Problem A
Answer these questions from the Certificate of Ministry description, one per line:
(i) What does the abbreviation "C. Min." stand for?
(ii) Whose faculty validates the competencies demonstrated in the portfolio?
(iii) What does the abbreviation "MAP" stand for?

Quoted passage
============================================================

CERTIFICATE OF MINISTRY - Portfolio Transcript

The Certificate of Ministry (C. Min.) is granted for demonstration of rudimentary competencies associated with being a minister of the gospel (pastor, church planter, missionary) and other ministry leaders.
A Portfolio System is used to support development and provide evidence of competencies related to the program.  The following is a list of competencies that must be demonstrated in a portfolio and validated by MBILD/Antioch School faculty.
At the heart of each MBILD/Antioch School program is an emphasis on life and ministry development, not a set of courses.  Further, the training modules themselves are not just an accumulation of isolated academic experiences, but development opportunities that are interwoven with the unique needs of individuals and particular ministry situations in a manner that support comprehensive growth.

1.  Life and Ministry Development

i.    Motivated Abilities Pattern (MAP) Responses demonstrate your ability to use insights from the MAP about how you are “hard-wired” to understand yourself and develop for life and ministry.

============================================================

Dataset extract

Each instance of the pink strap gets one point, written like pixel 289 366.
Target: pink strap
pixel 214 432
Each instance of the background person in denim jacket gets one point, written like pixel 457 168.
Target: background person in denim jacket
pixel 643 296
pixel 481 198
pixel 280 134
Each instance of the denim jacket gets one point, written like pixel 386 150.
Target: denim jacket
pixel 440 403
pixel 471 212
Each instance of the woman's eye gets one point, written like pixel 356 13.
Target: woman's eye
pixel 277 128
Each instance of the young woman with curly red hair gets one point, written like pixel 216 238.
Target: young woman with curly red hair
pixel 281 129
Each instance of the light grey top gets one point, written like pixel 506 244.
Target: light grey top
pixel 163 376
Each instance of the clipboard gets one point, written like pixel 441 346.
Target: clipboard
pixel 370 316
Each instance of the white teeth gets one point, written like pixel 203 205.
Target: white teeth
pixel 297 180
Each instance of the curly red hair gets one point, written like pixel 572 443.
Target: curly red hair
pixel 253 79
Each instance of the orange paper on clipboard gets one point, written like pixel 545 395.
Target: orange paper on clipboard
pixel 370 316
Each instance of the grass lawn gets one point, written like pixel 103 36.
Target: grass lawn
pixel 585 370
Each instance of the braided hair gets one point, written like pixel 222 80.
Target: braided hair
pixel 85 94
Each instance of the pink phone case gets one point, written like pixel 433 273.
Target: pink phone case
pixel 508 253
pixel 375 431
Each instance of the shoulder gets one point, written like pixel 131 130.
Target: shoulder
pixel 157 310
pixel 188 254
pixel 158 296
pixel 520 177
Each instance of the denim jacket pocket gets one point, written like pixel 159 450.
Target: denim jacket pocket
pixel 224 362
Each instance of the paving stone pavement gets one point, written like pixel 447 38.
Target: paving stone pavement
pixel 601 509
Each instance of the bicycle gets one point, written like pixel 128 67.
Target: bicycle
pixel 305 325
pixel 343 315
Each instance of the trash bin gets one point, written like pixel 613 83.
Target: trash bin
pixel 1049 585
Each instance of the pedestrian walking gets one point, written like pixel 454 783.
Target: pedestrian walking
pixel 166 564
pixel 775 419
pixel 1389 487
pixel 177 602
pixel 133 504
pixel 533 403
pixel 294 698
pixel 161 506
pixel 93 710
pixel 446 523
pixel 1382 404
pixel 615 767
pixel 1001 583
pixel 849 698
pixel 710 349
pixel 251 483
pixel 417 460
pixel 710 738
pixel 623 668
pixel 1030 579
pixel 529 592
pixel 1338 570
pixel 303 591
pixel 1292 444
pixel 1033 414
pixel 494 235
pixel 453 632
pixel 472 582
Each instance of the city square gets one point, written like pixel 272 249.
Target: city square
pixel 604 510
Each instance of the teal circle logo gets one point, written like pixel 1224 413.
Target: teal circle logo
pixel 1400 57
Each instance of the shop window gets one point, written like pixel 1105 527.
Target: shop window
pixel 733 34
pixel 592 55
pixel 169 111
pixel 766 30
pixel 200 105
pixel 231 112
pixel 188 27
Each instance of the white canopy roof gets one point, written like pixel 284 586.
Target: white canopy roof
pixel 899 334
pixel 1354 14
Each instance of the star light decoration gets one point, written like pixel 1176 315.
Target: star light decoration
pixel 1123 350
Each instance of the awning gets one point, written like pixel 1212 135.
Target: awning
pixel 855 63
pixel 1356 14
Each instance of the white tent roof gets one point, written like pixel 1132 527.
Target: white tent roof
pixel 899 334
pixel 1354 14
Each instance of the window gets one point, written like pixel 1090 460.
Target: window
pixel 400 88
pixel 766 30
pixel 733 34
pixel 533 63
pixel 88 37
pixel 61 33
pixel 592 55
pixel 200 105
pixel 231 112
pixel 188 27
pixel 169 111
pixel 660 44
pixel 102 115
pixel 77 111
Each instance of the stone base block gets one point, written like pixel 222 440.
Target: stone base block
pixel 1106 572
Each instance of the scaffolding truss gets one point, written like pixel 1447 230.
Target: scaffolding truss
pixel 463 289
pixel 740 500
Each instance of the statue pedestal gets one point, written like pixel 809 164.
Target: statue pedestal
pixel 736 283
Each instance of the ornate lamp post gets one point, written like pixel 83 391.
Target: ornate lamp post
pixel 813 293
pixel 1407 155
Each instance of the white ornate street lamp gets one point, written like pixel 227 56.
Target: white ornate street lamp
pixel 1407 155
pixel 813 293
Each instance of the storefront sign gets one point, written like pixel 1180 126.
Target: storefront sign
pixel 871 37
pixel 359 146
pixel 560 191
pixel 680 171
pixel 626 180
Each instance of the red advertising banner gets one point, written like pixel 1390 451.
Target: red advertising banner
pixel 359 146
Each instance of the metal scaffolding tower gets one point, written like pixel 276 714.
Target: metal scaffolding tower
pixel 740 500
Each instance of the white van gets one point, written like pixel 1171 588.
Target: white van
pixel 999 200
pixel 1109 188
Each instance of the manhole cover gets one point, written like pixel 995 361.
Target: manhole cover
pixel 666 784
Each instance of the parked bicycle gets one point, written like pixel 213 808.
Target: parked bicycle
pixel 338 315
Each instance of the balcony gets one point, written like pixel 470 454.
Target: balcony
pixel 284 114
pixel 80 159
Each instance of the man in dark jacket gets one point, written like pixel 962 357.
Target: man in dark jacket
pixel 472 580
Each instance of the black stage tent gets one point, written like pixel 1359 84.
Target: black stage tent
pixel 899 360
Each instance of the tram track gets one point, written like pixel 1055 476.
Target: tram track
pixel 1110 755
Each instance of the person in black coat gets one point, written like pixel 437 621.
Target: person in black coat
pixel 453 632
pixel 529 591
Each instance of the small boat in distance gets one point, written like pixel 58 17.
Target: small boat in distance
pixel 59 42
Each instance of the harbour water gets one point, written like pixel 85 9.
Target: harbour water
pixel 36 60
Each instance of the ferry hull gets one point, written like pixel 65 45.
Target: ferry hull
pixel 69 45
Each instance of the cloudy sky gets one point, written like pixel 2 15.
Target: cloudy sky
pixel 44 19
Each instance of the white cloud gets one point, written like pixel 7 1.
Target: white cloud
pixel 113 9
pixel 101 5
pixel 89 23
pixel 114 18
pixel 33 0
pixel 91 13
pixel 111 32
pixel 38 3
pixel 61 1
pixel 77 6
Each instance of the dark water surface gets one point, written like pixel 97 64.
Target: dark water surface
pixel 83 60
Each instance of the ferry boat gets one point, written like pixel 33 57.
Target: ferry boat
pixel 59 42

============================================================

Problem B
Convert the lines of the rows, from the line containing "Each instance of the manhole" through the line containing "pixel 69 45" (both included), into a Markdown table with the columns Number and Record line. Leave out any blank lines.

Exercise solution A
(i) Certificate of Ministry
(ii) MBILD/Antioch School faculty
(iii) Motivated Abilities Pattern

Exercise solution B
| Number | Record line |
|---|---|
| 1 | Each instance of the manhole cover gets one point, written like pixel 995 361. |
| 2 | Target: manhole cover |
| 3 | pixel 666 784 |
| 4 | Each instance of the parked bicycle gets one point, written like pixel 213 808. |
| 5 | Target: parked bicycle |
| 6 | pixel 338 315 |
| 7 | Each instance of the balcony gets one point, written like pixel 470 454. |
| 8 | Target: balcony |
| 9 | pixel 284 114 |
| 10 | pixel 80 159 |
| 11 | Each instance of the man in dark jacket gets one point, written like pixel 962 357. |
| 12 | Target: man in dark jacket |
| 13 | pixel 472 580 |
| 14 | Each instance of the black stage tent gets one point, written like pixel 1359 84. |
| 15 | Target: black stage tent |
| 16 | pixel 899 360 |
| 17 | Each instance of the tram track gets one point, written like pixel 1055 476. |
| 18 | Target: tram track |
| 19 | pixel 1110 755 |
| 20 | Each instance of the person in black coat gets one point, written like pixel 437 621. |
| 21 | Target: person in black coat |
| 22 | pixel 453 632 |
| 23 | pixel 529 591 |
| 24 | Each instance of the small boat in distance gets one point, written like pixel 58 17. |
| 25 | Target: small boat in distance |
| 26 | pixel 59 42 |
| 27 | Each instance of the harbour water gets one point, written like pixel 85 9. |
| 28 | Target: harbour water |
| 29 | pixel 36 60 |
| 30 | Each instance of the ferry hull gets one point, written like pixel 65 45. |
| 31 | Target: ferry hull |
| 32 | pixel 69 45 |